WHAT IS BEING ASKED: The line containing "Provide the mask of every instance of the woman's" and every line after it, through the last line of the records, are to be transcribed exactly, and nothing else.
DATA section start
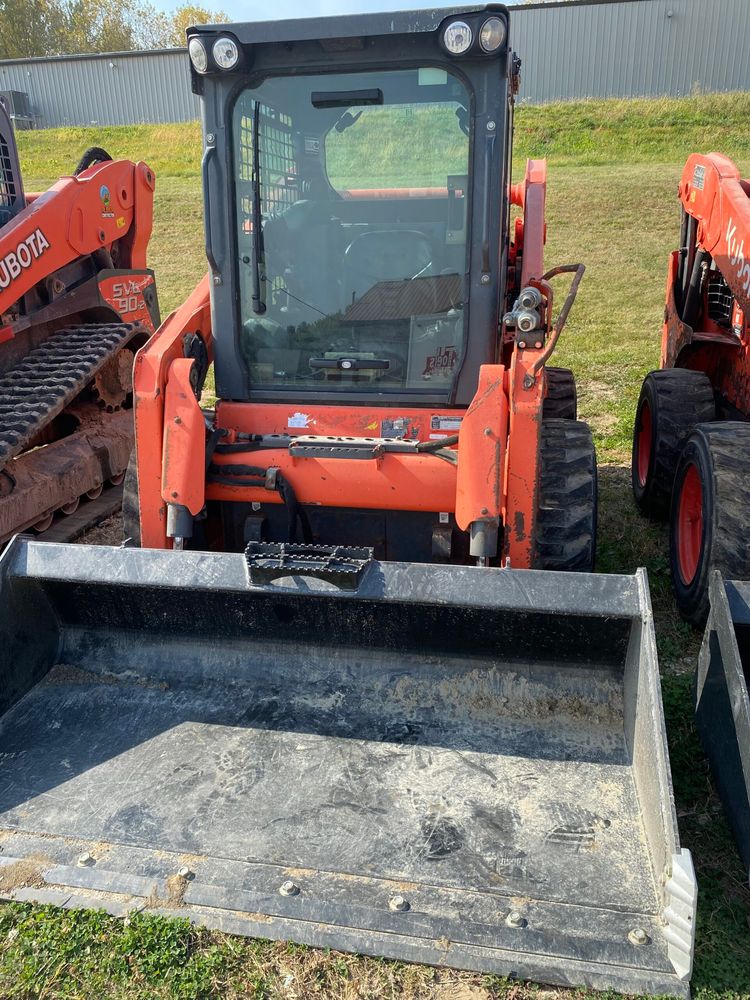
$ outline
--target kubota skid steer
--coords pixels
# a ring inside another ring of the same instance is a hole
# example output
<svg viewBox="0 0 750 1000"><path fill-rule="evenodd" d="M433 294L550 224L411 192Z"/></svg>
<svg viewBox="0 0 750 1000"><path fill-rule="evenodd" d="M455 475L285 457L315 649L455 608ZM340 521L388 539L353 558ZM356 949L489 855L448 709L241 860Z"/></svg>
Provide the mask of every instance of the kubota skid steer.
<svg viewBox="0 0 750 1000"><path fill-rule="evenodd" d="M0 563L13 894L687 995L648 589L590 572L545 364L582 268L544 271L544 164L509 183L507 11L189 51L210 273L136 359L140 547Z"/></svg>
<svg viewBox="0 0 750 1000"><path fill-rule="evenodd" d="M679 185L661 369L646 376L633 435L641 510L669 518L683 616L706 632L696 722L750 869L750 181L719 153Z"/></svg>
<svg viewBox="0 0 750 1000"><path fill-rule="evenodd" d="M153 191L145 163L93 148L26 194L0 102L0 545L124 478L134 353L159 324Z"/></svg>

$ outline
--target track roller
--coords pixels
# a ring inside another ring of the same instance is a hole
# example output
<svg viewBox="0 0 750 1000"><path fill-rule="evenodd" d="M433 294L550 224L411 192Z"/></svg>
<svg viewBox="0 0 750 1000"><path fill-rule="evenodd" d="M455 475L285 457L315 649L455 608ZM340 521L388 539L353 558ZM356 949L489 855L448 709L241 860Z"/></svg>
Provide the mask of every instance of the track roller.
<svg viewBox="0 0 750 1000"><path fill-rule="evenodd" d="M49 514L45 514L44 517L40 517L36 524L32 524L32 530L36 531L38 535L41 535L47 530L55 519L55 512L50 511Z"/></svg>

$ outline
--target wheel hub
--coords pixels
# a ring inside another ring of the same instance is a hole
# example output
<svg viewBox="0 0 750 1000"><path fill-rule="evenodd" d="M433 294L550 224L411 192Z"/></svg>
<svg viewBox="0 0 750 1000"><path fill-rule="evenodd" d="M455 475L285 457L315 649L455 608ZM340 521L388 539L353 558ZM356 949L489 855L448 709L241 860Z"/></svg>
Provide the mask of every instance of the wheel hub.
<svg viewBox="0 0 750 1000"><path fill-rule="evenodd" d="M703 484L695 465L689 465L682 480L677 509L677 562L682 582L695 578L703 545Z"/></svg>
<svg viewBox="0 0 750 1000"><path fill-rule="evenodd" d="M638 420L638 485L643 488L648 479L648 469L651 464L651 436L653 432L653 421L651 419L651 407L644 403L641 407L640 418Z"/></svg>

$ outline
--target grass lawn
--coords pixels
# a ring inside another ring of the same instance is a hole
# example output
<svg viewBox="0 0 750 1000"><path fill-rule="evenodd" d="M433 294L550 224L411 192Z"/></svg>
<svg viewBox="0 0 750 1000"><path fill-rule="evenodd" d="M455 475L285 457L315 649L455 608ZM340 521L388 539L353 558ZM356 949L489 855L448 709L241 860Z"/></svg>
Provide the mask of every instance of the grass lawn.
<svg viewBox="0 0 750 1000"><path fill-rule="evenodd" d="M692 724L698 637L669 589L664 529L634 510L630 434L644 374L658 364L667 255L679 226L685 157L716 149L750 174L750 94L521 107L516 173L549 160L547 260L586 277L555 363L574 369L600 461L599 569L649 571L680 834L700 886L693 977L701 1000L750 996L750 892ZM19 136L27 187L68 172L88 145L143 157L157 174L151 263L162 314L205 270L196 125L66 129ZM0 908L0 998L336 997L489 1000L562 991L291 945L245 941L148 914Z"/></svg>

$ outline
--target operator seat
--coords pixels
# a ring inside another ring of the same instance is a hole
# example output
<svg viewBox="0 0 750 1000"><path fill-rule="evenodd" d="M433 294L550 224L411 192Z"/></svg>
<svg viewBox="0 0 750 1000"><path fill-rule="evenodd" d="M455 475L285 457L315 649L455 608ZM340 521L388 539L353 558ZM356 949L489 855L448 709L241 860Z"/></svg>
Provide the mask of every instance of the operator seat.
<svg viewBox="0 0 750 1000"><path fill-rule="evenodd" d="M409 281L432 264L432 243L416 229L362 233L344 252L344 301L351 305L379 281Z"/></svg>

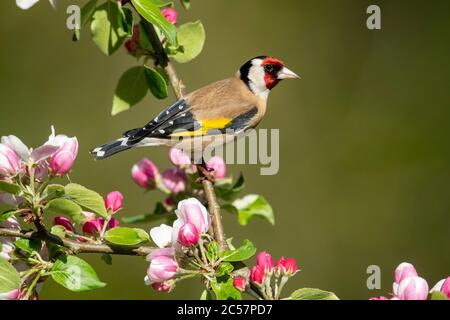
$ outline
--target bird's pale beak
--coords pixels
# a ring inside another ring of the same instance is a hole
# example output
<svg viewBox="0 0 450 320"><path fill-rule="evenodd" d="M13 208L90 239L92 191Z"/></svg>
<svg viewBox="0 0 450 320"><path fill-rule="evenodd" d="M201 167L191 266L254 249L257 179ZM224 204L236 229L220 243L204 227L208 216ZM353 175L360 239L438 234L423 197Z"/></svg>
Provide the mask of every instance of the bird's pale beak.
<svg viewBox="0 0 450 320"><path fill-rule="evenodd" d="M300 79L300 76L286 67L278 72L278 79Z"/></svg>

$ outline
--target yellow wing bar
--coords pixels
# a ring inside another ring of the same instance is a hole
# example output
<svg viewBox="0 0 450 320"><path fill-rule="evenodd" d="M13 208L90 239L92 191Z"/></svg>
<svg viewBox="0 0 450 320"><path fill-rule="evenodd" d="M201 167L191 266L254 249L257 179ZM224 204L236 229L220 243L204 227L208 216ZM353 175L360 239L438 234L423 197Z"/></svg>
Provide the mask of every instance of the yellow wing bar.
<svg viewBox="0 0 450 320"><path fill-rule="evenodd" d="M230 118L213 118L199 120L200 128L194 131L179 131L170 134L171 137L192 137L202 136L210 130L224 129L232 119Z"/></svg>

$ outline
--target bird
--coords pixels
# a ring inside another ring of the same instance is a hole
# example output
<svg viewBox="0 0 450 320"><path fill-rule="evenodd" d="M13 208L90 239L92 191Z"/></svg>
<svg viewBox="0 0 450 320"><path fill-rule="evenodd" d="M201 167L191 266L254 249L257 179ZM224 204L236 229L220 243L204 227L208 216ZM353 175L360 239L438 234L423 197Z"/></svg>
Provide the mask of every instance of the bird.
<svg viewBox="0 0 450 320"><path fill-rule="evenodd" d="M231 78L197 89L161 111L145 126L91 150L96 160L146 146L169 146L203 161L208 146L227 143L255 128L266 114L270 91L284 79L299 79L283 61L257 56Z"/></svg>

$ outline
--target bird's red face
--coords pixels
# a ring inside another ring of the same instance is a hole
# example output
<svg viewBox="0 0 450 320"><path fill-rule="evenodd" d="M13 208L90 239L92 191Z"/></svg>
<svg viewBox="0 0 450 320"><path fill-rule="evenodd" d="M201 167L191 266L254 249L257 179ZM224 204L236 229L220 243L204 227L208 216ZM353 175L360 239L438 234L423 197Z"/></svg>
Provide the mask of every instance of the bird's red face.
<svg viewBox="0 0 450 320"><path fill-rule="evenodd" d="M262 61L261 67L264 70L264 83L266 88L270 90L280 82L278 73L284 68L284 63L277 58L267 57Z"/></svg>
<svg viewBox="0 0 450 320"><path fill-rule="evenodd" d="M240 76L250 90L261 98L266 98L269 91L281 80L300 78L286 68L283 61L268 56L248 61L241 67Z"/></svg>

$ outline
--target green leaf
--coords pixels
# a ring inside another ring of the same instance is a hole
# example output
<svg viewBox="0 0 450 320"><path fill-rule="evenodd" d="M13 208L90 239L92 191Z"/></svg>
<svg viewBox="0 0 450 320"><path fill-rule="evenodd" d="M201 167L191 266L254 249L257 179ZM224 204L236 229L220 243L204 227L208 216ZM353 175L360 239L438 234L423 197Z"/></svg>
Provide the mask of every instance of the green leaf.
<svg viewBox="0 0 450 320"><path fill-rule="evenodd" d="M119 34L131 37L133 35L133 12L129 8L119 6Z"/></svg>
<svg viewBox="0 0 450 320"><path fill-rule="evenodd" d="M291 293L292 300L339 300L333 293L315 288L301 288Z"/></svg>
<svg viewBox="0 0 450 320"><path fill-rule="evenodd" d="M145 20L139 22L139 45L142 49L154 52L152 43L150 42L150 36L148 34L147 28L145 27Z"/></svg>
<svg viewBox="0 0 450 320"><path fill-rule="evenodd" d="M431 300L448 300L447 296L440 291L431 292Z"/></svg>
<svg viewBox="0 0 450 320"><path fill-rule="evenodd" d="M211 241L206 247L206 257L208 258L209 262L214 263L217 260L218 256L219 246L217 245L217 242Z"/></svg>
<svg viewBox="0 0 450 320"><path fill-rule="evenodd" d="M267 200L260 195L250 194L233 202L238 213L239 223L243 226L247 225L253 217L263 217L267 219L272 225L275 224L275 217L273 209ZM228 211L229 208L225 208Z"/></svg>
<svg viewBox="0 0 450 320"><path fill-rule="evenodd" d="M148 22L160 29L170 45L177 44L177 29L161 14L161 11L152 0L131 0L136 11Z"/></svg>
<svg viewBox="0 0 450 320"><path fill-rule="evenodd" d="M183 47L183 52L177 52L173 58L185 63L191 61L202 52L205 43L205 28L199 21L188 22L178 28L178 44Z"/></svg>
<svg viewBox="0 0 450 320"><path fill-rule="evenodd" d="M161 202L157 202L152 213L139 214L132 217L123 217L122 221L125 223L139 223L139 222L155 222L167 218L166 209Z"/></svg>
<svg viewBox="0 0 450 320"><path fill-rule="evenodd" d="M20 287L20 275L8 261L0 258L0 293L6 293Z"/></svg>
<svg viewBox="0 0 450 320"><path fill-rule="evenodd" d="M216 190L217 196L226 201L231 201L244 189L245 180L244 176L241 174L234 185L228 179L219 180L216 182L214 188Z"/></svg>
<svg viewBox="0 0 450 320"><path fill-rule="evenodd" d="M105 239L112 244L133 246L149 241L150 237L142 229L114 228L106 233Z"/></svg>
<svg viewBox="0 0 450 320"><path fill-rule="evenodd" d="M41 251L42 243L40 240L36 239L17 239L14 242L14 246L28 254L31 254L33 251Z"/></svg>
<svg viewBox="0 0 450 320"><path fill-rule="evenodd" d="M223 261L244 261L251 258L256 253L256 247L250 240L244 240L242 246L236 250L225 250L220 253Z"/></svg>
<svg viewBox="0 0 450 320"><path fill-rule="evenodd" d="M51 200L44 208L44 213L69 216L75 223L82 224L84 216L81 207L72 200L57 198Z"/></svg>
<svg viewBox="0 0 450 320"><path fill-rule="evenodd" d="M144 67L132 67L120 77L113 98L112 115L130 109L147 94Z"/></svg>
<svg viewBox="0 0 450 320"><path fill-rule="evenodd" d="M50 184L47 187L47 199L60 198L64 195L64 186L60 184Z"/></svg>
<svg viewBox="0 0 450 320"><path fill-rule="evenodd" d="M233 279L230 276L213 279L211 288L217 300L240 300L242 298L239 290L233 286Z"/></svg>
<svg viewBox="0 0 450 320"><path fill-rule="evenodd" d="M91 19L94 14L95 7L97 6L98 0L91 0L86 3L83 8L81 8L81 26L84 27Z"/></svg>
<svg viewBox="0 0 450 320"><path fill-rule="evenodd" d="M203 290L200 300L212 300L211 292L208 289Z"/></svg>
<svg viewBox="0 0 450 320"><path fill-rule="evenodd" d="M103 198L97 192L76 183L66 185L64 191L67 199L72 200L82 208L97 213L103 218L108 216Z"/></svg>
<svg viewBox="0 0 450 320"><path fill-rule="evenodd" d="M10 193L13 195L18 195L22 189L19 185L15 183L9 183L5 180L0 180L0 191Z"/></svg>
<svg viewBox="0 0 450 320"><path fill-rule="evenodd" d="M50 233L54 234L55 236L58 236L60 238L66 237L66 228L60 225L52 226L50 229Z"/></svg>
<svg viewBox="0 0 450 320"><path fill-rule="evenodd" d="M8 209L3 212L0 212L0 223L11 218L13 215L16 214L16 212L17 210L15 209Z"/></svg>
<svg viewBox="0 0 450 320"><path fill-rule="evenodd" d="M120 48L127 34L119 23L119 8L118 2L108 0L97 7L92 16L92 40L108 56Z"/></svg>
<svg viewBox="0 0 450 320"><path fill-rule="evenodd" d="M156 70L145 66L145 79L150 92L158 99L167 98L167 83L164 77Z"/></svg>
<svg viewBox="0 0 450 320"><path fill-rule="evenodd" d="M51 276L57 283L74 292L91 291L106 285L86 261L75 256L63 256L56 260Z"/></svg>
<svg viewBox="0 0 450 320"><path fill-rule="evenodd" d="M190 0L180 0L180 2L183 8L185 8L186 10L189 10L189 8L191 7Z"/></svg>
<svg viewBox="0 0 450 320"><path fill-rule="evenodd" d="M229 262L222 262L219 265L219 267L217 268L216 275L218 277L222 277L222 276L225 276L227 274L230 274L231 272L233 272L233 270L234 270L234 267L233 267L233 265L231 263L229 263Z"/></svg>
<svg viewBox="0 0 450 320"><path fill-rule="evenodd" d="M112 256L110 254L102 254L101 259L108 265L112 265Z"/></svg>

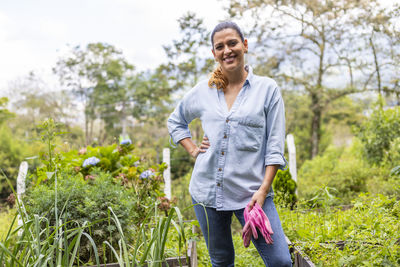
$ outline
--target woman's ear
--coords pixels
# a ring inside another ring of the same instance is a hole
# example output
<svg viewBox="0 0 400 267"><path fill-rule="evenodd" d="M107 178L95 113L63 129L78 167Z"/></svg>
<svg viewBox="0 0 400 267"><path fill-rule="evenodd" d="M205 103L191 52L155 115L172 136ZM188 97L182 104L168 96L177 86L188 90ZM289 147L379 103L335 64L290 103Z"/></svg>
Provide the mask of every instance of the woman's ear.
<svg viewBox="0 0 400 267"><path fill-rule="evenodd" d="M244 52L247 53L249 51L249 45L247 43L247 39L244 39L243 44L244 44Z"/></svg>
<svg viewBox="0 0 400 267"><path fill-rule="evenodd" d="M215 57L214 49L211 48L211 52L212 52L213 56Z"/></svg>

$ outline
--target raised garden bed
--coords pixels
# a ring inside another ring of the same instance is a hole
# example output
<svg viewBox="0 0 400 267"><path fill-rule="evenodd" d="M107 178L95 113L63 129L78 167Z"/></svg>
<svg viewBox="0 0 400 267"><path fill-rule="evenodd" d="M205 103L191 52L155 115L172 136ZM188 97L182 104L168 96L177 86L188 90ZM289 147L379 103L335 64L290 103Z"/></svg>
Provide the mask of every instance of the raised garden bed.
DATA section end
ANSWER TO THE PROBLEM:
Provide the mask of every instance of the woman's ear.
<svg viewBox="0 0 400 267"><path fill-rule="evenodd" d="M244 52L247 53L249 51L249 45L247 43L247 39L244 39L243 44L244 44Z"/></svg>
<svg viewBox="0 0 400 267"><path fill-rule="evenodd" d="M215 57L214 49L211 48L211 52L212 52L213 56Z"/></svg>

$ outline
--target raised garden bed
--coords pixels
# a ring inside another ring of the same instance is a hole
# example output
<svg viewBox="0 0 400 267"><path fill-rule="evenodd" d="M107 178L95 113L63 129L78 167Z"/></svg>
<svg viewBox="0 0 400 267"><path fill-rule="evenodd" d="M205 103L191 52L155 115L172 136ZM188 97L182 104L168 96L177 86L188 90ZM289 147L379 103L335 64L290 103Z"/></svg>
Provide the mask of every instance of the raised garden bed.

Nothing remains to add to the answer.